* Prompt: In the forum thread on the digitalrev return policy, why does the store's final reply say the 14-day no-questions-asked policy does not apply to the lens?

* Selected excerpt:
-.-.-
# digitalrev return policy



## candc (Sep 24, 2013)

i was interested in the sigma 18-35 but they are not in stock anywhere here in the states so i bought one from digitalrev. it arrived and i loved the lens but it had really bad af issues. their website states that they have a "14 day no questions asked return policy". i submitted a return request in that time but did not hear back from them for a few days at which time they "regretted to inform me the return period had expired". some emails back and forth and they agreed to accept it back with a lot of "ifs". i have to pay return shipping and if they determine its a manufacture defect they will reimburse etc. i shouldn't. have to do this but i got a sigma dock and spent all day getting to work in a usable way so i am still happy to have it but i would warn anyone considering buying from them to keep this in mind.


----------



## Menace (Sep 24, 2013)

Thanks for warning - put it down as a learning experience. Hope you get it sorted soon.


----------



## duydaniel (Sep 24, 2013)

While the dude in their youtube channel is funny
the info you get out of their video is almost zero.

Just walking around stating the specs, crappy shots, and inconclusive talk on and on.
I think they were trying to create their own unique styles which could be funny at first
but in the long run, I think these videos are useless

I suggest videos from theCameraStoreTV

Also they had bad business in the past:

http://petapixel.com/2013/02/18/digitalrev-accused-of-selling-used-review-camera-online-as-new/


----------



## dave (Sep 24, 2013)

duydaniel said:


> While the dude in their youtube channel is funny
> the info you get out of their video is almost zero.
> 
> Just walking around stating the specs, crappy shots, and inconclusive talk on and on.
> ...



I agree, their videos are funny, their camera store sucks compared to some of the other so called grey market dealers.


----------



## candc (Sep 24, 2013)

so now they tell me this

Dear Craig,

please accept our apologies for any inconvenience that may have caused

We would like to inform that the lens has been opened and be used therefore

14 Days no question ask policy does not apply for this lens.
-.-.-
* Material shown:
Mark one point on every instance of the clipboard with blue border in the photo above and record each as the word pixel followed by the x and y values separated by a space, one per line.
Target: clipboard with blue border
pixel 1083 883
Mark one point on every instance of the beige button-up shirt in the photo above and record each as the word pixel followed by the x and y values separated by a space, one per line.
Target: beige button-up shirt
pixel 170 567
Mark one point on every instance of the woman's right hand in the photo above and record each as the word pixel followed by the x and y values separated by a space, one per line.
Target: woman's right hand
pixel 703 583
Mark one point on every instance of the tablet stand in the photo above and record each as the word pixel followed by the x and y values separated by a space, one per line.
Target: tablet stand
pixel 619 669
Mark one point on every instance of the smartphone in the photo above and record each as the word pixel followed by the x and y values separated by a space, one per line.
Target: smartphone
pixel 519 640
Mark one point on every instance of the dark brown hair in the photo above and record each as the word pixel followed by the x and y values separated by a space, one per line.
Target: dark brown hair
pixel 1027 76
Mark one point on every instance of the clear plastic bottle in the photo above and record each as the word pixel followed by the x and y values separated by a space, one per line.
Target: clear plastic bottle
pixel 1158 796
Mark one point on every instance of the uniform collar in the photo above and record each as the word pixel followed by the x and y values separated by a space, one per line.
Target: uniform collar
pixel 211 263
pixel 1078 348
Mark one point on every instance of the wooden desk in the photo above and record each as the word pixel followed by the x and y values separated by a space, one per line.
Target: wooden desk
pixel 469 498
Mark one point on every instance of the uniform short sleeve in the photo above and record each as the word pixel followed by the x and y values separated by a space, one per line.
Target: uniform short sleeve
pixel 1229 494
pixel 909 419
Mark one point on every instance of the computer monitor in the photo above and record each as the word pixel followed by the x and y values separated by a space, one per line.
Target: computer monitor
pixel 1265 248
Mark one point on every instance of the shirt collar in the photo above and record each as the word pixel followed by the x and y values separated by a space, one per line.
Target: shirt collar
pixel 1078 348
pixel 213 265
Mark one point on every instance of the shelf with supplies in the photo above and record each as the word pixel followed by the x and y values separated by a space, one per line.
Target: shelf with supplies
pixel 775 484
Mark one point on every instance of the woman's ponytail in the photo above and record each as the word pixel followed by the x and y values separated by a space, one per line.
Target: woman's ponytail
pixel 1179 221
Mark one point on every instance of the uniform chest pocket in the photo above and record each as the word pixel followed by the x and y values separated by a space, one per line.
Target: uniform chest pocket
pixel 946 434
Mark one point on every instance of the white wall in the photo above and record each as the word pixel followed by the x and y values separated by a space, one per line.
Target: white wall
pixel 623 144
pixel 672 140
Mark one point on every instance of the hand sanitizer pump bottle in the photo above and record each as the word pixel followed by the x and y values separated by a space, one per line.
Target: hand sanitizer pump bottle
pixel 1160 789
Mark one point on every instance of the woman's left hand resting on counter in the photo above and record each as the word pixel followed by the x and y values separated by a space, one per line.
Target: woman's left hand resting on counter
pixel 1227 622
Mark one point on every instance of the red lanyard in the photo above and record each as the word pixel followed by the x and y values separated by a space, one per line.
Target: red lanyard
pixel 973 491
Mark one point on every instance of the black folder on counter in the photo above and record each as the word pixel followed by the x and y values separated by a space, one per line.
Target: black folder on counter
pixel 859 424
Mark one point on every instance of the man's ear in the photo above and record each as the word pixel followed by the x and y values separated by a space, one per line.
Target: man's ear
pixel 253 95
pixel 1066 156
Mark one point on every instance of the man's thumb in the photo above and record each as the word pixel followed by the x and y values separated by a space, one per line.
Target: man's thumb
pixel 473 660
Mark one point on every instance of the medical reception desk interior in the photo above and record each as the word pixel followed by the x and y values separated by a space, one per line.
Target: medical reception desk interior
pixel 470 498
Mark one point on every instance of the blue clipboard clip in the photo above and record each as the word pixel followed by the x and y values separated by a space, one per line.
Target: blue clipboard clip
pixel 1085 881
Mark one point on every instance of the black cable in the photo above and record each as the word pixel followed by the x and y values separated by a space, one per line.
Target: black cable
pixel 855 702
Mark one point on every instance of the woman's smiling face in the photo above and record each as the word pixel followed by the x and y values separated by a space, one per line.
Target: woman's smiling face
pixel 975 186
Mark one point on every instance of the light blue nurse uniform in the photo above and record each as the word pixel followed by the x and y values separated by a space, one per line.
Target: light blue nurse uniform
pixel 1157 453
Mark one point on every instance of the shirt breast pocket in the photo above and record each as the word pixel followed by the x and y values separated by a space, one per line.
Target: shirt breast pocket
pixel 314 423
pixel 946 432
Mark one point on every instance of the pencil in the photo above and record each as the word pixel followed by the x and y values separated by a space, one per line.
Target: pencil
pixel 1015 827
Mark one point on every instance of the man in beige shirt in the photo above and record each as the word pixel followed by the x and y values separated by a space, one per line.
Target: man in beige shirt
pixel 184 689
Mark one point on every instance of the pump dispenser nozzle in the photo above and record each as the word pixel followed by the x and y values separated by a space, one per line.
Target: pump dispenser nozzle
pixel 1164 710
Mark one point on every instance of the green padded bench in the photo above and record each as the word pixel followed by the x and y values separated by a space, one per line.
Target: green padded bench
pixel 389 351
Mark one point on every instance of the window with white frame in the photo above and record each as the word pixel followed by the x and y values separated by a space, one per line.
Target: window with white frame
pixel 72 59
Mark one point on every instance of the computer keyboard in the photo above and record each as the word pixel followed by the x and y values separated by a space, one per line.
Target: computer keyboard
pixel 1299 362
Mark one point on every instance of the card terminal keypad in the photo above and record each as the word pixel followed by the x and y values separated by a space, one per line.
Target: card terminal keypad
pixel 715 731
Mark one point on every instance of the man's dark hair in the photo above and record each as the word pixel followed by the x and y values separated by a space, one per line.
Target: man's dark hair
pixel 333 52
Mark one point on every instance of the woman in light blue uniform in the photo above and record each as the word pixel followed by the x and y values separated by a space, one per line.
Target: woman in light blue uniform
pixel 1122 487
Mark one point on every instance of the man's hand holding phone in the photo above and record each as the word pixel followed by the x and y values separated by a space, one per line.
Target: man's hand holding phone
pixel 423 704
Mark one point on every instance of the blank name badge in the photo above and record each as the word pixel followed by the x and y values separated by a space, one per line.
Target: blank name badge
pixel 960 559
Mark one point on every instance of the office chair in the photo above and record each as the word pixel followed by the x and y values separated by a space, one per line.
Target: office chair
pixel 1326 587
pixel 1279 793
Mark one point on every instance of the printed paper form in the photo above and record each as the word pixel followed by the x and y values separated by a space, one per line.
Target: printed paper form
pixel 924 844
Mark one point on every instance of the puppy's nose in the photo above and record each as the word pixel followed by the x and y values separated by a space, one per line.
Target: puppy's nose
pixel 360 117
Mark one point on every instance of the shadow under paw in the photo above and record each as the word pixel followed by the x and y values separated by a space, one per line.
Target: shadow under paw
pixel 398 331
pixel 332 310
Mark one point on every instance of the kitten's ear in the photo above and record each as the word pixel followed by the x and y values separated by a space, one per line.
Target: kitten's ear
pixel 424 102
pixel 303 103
-.-.-
* Answer to the problem: The store says the lens had been opened and used, so the policy does not cover it.